_Questions:_
• 1. According to the forum comments, how many Saudi diplomatic cables did Wikileaks publish?
• 2. Carry on the forum comments from their last sentence.

_Document excerpt:_
+++++

So the FBI seized some... let's call it "property" and then just allowed it to decay? Even if their were a real trial and a conviction and the site were seized legitimately, wouldn't they then auction it off like any other police auction?
That's part of what the parent poster stated. Before the parent got to that accurate part though, there was this hyperbolic line about control and an implied conflict with a whole age group. That kinda spoils the argument.
Aw, you're just trolling. Yes men can use condoms but we all know that those suck, both for reliability and for the act itself. Meanwhile, a vasectomy is permanent and "the new drugs" (I assume you're talking about RISUG) don't exist yet. Saying... actually, I had read that as "Men have as much say as women." and was trying to call you out on that as being baloney. But you actually said, "Men have as much to say as women." which is certainly true, I guess. Men do like to talk. ... Neither one of those statements make sense in context.
Okay, I usually don't respond to the posts that are flagrantly insulting, but I'm going to make an effort here to respond in kind. Bear with me.
You idiot, they didn't "release information about a gay Saudi", they published more than half a million Saudi diplomatic cables which contained, among many many other things, the fact that this one guy had been arrested for homosexuality. Wikileaks is not a revenge site, where people like you go to post the private information of a girlfriend who dumped you when she found you had skidmarks larger than your dick. Wikileaks is a place where whistle blowers go to publish some of the secrets that very large organizations, mainly governments, hide from those people whom these secrets effect.
It is true that smarter people than you have criticized this approach to journalism, and those people may have a point: huge amounts of documents like this can not be censored for potentially harmful or embarrassing personal information prior to their release. Even if they could be, Wikileaks might not be willing to do so - they have built their reputation on total transparency, with the understanding that only when you receive a whole document, without redaction, can you be certain of its contents. Much as Hillary Clinton has received a lot of criticism for self-censoring emails from her server, so does Wikileaks avoid that criticism by censoring nothing.
(Now would be a good time to pause for a moment and make sure that your drool is not getting on your keyboard while you read this. Consider a bib.)

+++++

_Material provided:_

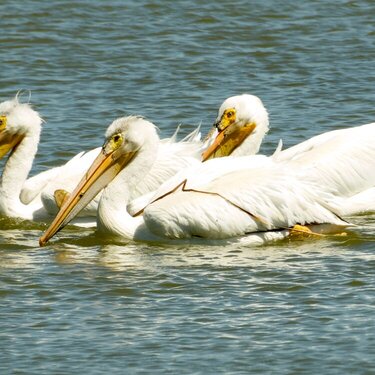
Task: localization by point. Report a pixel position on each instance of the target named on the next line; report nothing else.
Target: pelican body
(220, 199)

+++++

_Responses for each task:_
• 1. More than half a million.

• 2.
But, as I said, there are people who are not idiots who have pointed out problems with this approach. Most of those criticisms have taken the form of the TFA: when the US diplomatic cables were released there was much hand-wringing about all the lives that they would cost when sources were revealed. That didn't happen, but it was the same argument then as now: such a huge number of documents are bound to include a few embarrassing or possibly even dangerous tidbits about individuals. Some of those people went on to make the same implied argument as in TFA, "If we don't keep secrets, someone might get hurt." though previously they were less stupid about it than trying to suggest that if someone found out that a man had been arrested for homosexuality he might be... arrested for homosexuality. I don't know about Saudi Arabia specifically, but in most places arrest records are public information. (Was this written by someone you know? They seem to be writing at your level.)
Regarding my opinion about all of this: I'm uncertain about what's best for the public good, but if Wikileaks maintains an unflinching absolutism it's bound to get them in trouble eventually. I don't think that the TFA's method of cherry-picking a tiny tidbit out of a huge stack of information and shouting, "Look how much damage Wikileaks is doing!" is acting in the public's favor though. In fact, I think that sort of misinformation is very much against the best interests of the public.
I might further make a distinction between private information, personal records, and secrets, but any kind of subtlety like that would be lost on you, I'm sure. So I'm going to stop there.